**Text to read:**

-=-=-=-=-

Re: UTF-8, OSTA-UDF [why?], Unicode, and miscellaneous gibberish

Kai Henningsen (kai@khms.westfalen.de)
26 Aug 1997 03:32:00 +0200


abelits@phobos.illtel.denver.co.us (Alex Belits) wrote on 21.08.97 in <Pine.LNX.3.95.970821153948.16080C-100000@phobos.illtel.denver.co.us>:

> On 21 Aug 1997, H. Peter Anvin wrote:

> > Actually, UTF-8 is infinitely expandable, it is just not defined (yet
> )
> > above 31 bits.
>
> So is BASE64, uuencode and dump in octal. That doesn't make them more
> acceptable.

That turns out not to be the case. (Actually, both HPA's and yours.)

UTF-8 is easily expandable to 2^36, which is a lot more than what we might
need in the forseeable future, even if we happen to make contact with
several million alien species using as many characters as we do.

None of these is infinitely expandable. Not that it matters. They already
allow ridiculous numbers.

Except, that is, that base64, uuencode, or octal don't specify any
character set definitions (they're just ways to represent any odd binary
data), and UTF-8 does.

> There is nothing nationalistic in distinguishing between similarly-look
> ing
> characters that belong to different languages, have different meaning
> and usage and may be written/typesetted differently. No one proposed to
> make cyrillic "á" and Roman "A" the same character, even though when I
> write this, both of them look exactly the same -- why others should do
> that?

-=-=-=-=-

**Entries supplied:**
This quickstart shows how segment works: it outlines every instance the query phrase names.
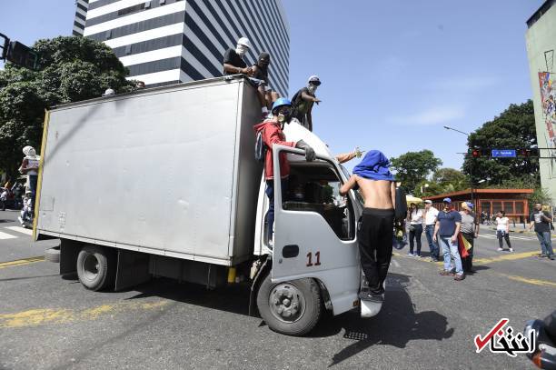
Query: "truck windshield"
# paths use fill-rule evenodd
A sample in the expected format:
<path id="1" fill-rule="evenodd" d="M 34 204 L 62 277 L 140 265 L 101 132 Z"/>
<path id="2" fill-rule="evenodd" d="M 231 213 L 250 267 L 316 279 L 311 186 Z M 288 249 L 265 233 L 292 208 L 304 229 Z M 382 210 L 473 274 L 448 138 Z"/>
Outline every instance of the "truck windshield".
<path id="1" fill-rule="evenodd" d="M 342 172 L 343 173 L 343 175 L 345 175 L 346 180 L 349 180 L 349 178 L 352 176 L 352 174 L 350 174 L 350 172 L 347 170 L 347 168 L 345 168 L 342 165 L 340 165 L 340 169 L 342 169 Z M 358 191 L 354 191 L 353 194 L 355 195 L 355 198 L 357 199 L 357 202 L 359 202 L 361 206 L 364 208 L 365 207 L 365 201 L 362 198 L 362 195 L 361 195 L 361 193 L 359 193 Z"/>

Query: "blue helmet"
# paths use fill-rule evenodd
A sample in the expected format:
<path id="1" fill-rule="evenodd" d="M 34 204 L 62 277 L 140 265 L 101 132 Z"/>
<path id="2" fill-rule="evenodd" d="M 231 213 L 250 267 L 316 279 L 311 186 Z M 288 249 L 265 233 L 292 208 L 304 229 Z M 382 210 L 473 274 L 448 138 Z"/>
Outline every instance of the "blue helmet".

-=-=-=-=-

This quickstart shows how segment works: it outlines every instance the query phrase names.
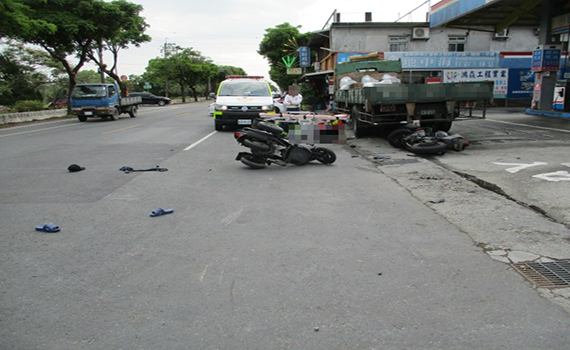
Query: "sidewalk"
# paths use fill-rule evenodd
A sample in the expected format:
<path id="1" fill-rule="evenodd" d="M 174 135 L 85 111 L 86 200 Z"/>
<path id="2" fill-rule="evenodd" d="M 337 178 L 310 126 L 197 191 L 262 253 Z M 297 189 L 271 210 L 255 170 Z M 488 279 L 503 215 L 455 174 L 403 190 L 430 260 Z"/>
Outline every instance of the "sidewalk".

-=-=-=-=-

**Given instruction 1:** In the message about UTF-8 above, what does UTF-8 specify that base64, uuencode, and octal do not?
**Given instruction 2:** Please resume the message about UTF-8 from the point where it stops.

**Expected output 1:** Character set definitions.

**Expected output 2:**
Very simple reason - the round trip principle. On designing Unicode, the
rule was that for every ISO standard existing at that time (and some
vendor standards, too),
1. every character in that standard should go into Unicode
2. It should be possible, without losing any information, to translate
text in that standard into Unicode and back again
3. Otherwise, characters should be unified

Anyway, the Han Unification was done by the East Asians themselves.

As to typesetting differences, that's not what Unicode is about. As to
languages, yes, there _is_ unification of characters from different
languages even in the latin part of Unicode.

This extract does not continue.